▸ **Problems and tasks**:
**A.** In the contour plots text, what does a level curve of the function f(x,y) show?
**B.** Extract, word for word, the part of the contour plots text that runs from "# Show the plots" to "spaced along it.".

[START Text to read]

Visualizing Functions with Contour Plots

Visualizing functions of two variables can provide deep insights into their behavior. In this post, we will explore how to create 3D surface plots and contour plots using Python’s Matplotlib library. We will use the function \(z = x^2 + y^2\) as our example.

import numpy as np
import matplotlib.pyplot as plt

Conisder a two dimensional function \(f(x,y)\). To visualize the function, its graph can be plotted as follows: For each point \((x,y)\) on the \(xy\)-plane, evaluate the value of \(f\) and assign that value to a variable \(z\), so that \(z=f(x,y)\). In the 3D space, the graph \(z=f(x,y)\) gives a surface. For example, consider the function \(f(x,y) = x^2+y^2\). Let’s plot the surface \[ z=x^2+y^2 \]

def f(x,y):
    return x**2+y**2

from mpl_toolkits.mplot3d import Axes3D

# Create gridpoints
x = np.linspace(-5,5,100)
y = np.linspace(-5,5,100)
X,Y = np.meshgrid(x,y)

# Create figure
fig = plt.figure(figsize=(10,10))
ax = fig.add_subplot(111, projection='3d')

# Plot the surface
ax.plot_surface(X, Y, f(X, Y), cmap='viridis')

# Set labels
ax.set_xlabel('x axis')
ax.set_ylabel('y axis')
ax.set_zlabel('z axis')
ax.set_title('3D plot of z = x^2 + y^2')

# Show the plot
plt.show()

A level curve of the function \(f(x,y)\) is a curve showing the set of points where the function has a constant value.

In the above example, suppose we need the level curve where \(f(x,y) =10\). This will be obtained as the intersection of the surface \(z=x^2 + y^2\) with the plane \(z=10\).

Z= f(X,Y)

# Create a figure and a 3D axis
fig = plt.figure(figsize=(10, 10))

# 3D plot for the surface
ax = fig.add_subplot(111, projection='3d')

# Plot the surface slightly translucent
ax.plot_surface(X, Y, Z, cmap='viridis', alpha=0.7)

# Plot the contour (level curve) for z = 10 on the surface
ax.contour(X, Y,Z, levels=[10], colors='r', linewidths=2)

# Set labels for 3D plot
ax.set_xlabel('x axis')
ax.set_ylabel('y axis')
ax.set_zlabel('z axis')
ax.set_title('3D plot of z = x^2 + y^2')

# Show the plots
plt.show()

If the level curves are drawn at regular intervals of the \(z\) coordinates, we shall obtain many such circles whose centers are located on the \(z\) axis and are equal spaced along it.

# Create a figure and a 3D axis
fig = plt.figure(figsize=(10, 10))

[END Text to read]
[START Data supplied]

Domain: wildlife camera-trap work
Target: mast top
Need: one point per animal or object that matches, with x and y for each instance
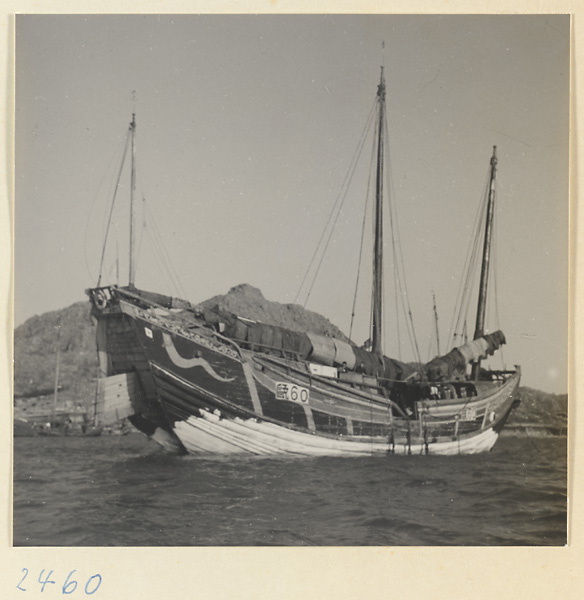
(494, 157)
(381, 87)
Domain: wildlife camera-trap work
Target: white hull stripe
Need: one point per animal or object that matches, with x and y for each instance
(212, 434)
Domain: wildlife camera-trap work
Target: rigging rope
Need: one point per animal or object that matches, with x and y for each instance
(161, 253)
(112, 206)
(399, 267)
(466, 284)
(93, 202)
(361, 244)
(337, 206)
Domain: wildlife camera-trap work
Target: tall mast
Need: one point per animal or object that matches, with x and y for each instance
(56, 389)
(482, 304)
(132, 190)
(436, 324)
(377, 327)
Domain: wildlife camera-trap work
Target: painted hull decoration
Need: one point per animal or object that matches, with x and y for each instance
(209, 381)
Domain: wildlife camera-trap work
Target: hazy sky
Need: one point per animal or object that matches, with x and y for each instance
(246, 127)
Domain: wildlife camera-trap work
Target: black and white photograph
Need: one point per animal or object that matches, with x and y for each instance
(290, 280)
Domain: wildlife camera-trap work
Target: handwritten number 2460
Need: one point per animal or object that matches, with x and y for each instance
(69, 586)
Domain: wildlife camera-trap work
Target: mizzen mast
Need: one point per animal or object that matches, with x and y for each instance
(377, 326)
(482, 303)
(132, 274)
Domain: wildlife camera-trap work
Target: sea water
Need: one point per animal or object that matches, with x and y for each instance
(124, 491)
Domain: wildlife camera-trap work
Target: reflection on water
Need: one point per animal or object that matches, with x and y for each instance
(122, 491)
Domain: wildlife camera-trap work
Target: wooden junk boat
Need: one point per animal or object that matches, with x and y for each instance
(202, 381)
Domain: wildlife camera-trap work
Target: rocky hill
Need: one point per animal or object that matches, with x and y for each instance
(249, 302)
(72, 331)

[END Data supplied]
[START Data supplied]

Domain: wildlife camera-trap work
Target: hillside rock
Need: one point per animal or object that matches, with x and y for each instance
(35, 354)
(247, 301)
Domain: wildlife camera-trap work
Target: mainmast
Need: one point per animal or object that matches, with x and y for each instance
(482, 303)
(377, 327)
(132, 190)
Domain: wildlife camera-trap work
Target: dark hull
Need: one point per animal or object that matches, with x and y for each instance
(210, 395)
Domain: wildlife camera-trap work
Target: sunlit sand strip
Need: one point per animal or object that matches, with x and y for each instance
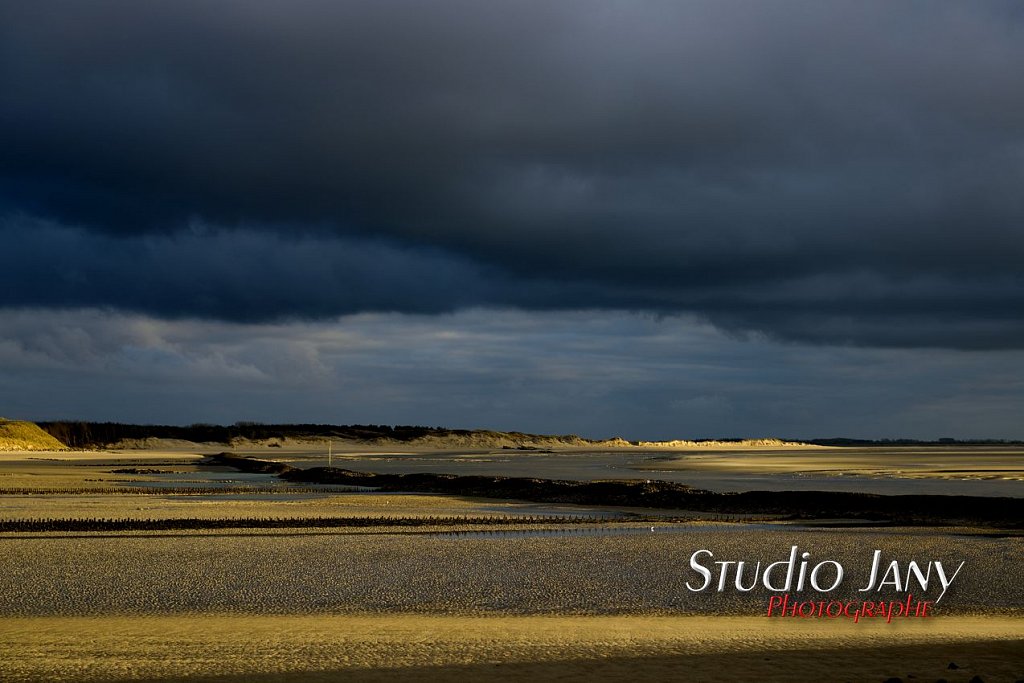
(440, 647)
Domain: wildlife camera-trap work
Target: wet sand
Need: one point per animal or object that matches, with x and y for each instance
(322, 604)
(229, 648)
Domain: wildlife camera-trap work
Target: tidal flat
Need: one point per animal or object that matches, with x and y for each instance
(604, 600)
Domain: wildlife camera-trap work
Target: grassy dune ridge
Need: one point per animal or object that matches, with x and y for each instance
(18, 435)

[END Data supplied]
[START Data supplied]

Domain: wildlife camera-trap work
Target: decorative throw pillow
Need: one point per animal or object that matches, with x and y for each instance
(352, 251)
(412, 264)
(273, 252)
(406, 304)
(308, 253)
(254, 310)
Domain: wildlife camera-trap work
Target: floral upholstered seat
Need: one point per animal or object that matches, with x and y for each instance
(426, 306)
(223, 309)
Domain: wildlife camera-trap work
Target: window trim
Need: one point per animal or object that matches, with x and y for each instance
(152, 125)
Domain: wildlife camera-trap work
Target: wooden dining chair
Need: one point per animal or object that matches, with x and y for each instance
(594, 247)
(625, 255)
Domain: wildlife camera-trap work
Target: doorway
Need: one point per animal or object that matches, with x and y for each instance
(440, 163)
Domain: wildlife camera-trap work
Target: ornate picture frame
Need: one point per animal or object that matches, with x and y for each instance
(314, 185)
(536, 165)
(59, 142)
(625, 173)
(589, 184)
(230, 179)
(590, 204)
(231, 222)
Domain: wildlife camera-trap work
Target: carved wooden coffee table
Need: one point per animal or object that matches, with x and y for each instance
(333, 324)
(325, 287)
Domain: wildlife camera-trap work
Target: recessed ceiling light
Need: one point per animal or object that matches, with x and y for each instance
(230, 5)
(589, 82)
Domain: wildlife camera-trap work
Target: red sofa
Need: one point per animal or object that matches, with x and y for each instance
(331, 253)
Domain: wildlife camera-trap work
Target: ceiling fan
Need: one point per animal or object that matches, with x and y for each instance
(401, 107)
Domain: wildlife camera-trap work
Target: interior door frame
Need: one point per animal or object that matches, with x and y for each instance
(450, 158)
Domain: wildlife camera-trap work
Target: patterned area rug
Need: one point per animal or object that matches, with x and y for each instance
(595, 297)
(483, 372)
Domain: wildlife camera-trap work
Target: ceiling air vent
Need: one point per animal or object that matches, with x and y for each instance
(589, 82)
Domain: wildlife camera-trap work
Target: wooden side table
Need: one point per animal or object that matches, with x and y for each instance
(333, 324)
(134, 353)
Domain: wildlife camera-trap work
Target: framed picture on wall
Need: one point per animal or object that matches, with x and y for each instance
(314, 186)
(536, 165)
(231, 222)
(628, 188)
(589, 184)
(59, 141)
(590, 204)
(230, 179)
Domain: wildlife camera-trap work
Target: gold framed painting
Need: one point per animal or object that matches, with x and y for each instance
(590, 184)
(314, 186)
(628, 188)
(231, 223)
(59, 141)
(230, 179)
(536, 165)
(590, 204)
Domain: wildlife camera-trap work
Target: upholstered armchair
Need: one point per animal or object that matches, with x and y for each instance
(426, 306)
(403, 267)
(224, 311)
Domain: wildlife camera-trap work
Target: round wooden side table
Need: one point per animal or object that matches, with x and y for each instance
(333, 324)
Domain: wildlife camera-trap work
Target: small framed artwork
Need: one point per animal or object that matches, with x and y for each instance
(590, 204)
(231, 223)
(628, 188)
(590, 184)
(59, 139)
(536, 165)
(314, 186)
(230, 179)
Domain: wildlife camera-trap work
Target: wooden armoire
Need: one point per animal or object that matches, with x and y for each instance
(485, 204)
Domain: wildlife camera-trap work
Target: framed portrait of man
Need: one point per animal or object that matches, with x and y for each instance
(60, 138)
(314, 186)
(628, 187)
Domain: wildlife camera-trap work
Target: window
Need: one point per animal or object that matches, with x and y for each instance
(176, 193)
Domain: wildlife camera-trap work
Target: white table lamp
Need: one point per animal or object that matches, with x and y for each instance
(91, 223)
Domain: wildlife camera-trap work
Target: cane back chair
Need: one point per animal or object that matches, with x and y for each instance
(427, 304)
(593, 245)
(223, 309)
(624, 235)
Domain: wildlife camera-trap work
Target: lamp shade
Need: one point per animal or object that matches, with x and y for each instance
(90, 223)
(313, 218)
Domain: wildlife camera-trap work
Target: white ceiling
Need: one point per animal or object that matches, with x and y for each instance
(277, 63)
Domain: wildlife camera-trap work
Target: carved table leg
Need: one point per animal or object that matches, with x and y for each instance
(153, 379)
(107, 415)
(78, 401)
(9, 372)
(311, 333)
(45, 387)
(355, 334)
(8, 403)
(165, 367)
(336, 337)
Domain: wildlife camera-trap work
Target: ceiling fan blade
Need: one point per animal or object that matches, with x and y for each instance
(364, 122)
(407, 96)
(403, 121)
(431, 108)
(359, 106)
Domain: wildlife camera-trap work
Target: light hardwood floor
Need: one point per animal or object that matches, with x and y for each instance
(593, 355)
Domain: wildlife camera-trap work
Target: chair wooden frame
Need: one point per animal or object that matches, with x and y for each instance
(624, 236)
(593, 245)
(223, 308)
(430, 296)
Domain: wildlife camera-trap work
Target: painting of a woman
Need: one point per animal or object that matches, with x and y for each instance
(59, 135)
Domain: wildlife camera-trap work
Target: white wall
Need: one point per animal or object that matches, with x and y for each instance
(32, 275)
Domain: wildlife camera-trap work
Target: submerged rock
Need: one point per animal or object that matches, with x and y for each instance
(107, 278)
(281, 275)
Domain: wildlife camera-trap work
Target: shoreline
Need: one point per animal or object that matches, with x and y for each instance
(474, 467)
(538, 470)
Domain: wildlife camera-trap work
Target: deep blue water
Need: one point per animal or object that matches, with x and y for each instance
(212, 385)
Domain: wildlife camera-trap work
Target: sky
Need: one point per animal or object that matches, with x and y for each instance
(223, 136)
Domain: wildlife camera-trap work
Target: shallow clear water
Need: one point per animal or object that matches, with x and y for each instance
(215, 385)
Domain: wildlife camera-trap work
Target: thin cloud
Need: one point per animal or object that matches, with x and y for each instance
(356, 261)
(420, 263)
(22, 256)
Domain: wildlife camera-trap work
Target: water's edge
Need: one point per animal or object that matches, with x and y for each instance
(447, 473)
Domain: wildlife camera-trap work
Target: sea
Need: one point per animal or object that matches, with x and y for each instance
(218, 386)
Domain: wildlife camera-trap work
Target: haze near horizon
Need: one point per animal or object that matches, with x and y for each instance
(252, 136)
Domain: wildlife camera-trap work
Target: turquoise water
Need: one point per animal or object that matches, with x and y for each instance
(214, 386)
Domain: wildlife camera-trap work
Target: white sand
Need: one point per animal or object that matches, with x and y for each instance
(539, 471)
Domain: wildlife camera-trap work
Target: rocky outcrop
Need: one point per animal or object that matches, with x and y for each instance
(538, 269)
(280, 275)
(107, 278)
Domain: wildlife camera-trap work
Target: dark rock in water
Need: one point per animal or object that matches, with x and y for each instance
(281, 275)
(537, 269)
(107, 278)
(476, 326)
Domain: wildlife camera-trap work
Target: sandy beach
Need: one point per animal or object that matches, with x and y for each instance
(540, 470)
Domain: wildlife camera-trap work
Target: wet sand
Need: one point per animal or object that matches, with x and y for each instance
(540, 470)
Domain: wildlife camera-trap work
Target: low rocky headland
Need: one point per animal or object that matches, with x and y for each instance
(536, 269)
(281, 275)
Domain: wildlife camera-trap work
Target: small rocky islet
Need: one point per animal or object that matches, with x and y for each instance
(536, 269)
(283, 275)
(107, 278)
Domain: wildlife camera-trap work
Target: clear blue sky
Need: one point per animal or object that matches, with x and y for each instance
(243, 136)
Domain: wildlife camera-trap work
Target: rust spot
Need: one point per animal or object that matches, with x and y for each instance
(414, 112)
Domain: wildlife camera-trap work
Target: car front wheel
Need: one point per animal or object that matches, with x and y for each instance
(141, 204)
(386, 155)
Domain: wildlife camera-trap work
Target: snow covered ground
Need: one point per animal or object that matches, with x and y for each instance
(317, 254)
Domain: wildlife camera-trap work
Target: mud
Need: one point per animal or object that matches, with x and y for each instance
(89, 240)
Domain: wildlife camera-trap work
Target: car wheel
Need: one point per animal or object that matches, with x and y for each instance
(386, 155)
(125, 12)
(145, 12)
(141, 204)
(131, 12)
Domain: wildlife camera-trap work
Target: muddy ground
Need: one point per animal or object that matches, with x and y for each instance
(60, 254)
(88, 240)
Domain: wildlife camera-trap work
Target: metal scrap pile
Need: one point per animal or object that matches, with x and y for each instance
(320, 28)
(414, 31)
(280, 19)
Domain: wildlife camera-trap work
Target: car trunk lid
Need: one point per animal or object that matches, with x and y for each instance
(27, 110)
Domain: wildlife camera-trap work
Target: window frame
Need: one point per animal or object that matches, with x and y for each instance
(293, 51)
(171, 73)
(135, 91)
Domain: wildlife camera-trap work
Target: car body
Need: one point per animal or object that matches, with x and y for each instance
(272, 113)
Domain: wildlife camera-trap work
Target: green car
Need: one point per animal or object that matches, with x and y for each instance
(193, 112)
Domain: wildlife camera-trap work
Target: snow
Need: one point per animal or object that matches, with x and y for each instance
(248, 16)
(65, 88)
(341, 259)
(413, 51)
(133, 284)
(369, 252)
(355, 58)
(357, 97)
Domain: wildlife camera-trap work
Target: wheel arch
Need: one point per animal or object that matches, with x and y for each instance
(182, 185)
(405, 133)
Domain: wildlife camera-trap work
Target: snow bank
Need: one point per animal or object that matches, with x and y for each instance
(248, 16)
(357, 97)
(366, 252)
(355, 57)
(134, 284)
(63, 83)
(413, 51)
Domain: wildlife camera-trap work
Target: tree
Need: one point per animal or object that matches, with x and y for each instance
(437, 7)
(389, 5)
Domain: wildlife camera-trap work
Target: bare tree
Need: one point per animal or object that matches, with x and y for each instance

[END Data supplied]

▸ **Answers to the exercises**:
**A.** It shows the set of points where the function has a constant value.

**B.**
# Show the plots
plt.show()

If the level curves are drawn at regular intervals of the \(z\) coordinates, we shall obtain many such circles whose centers are located on the \(z\) axis and are equal spaced along it.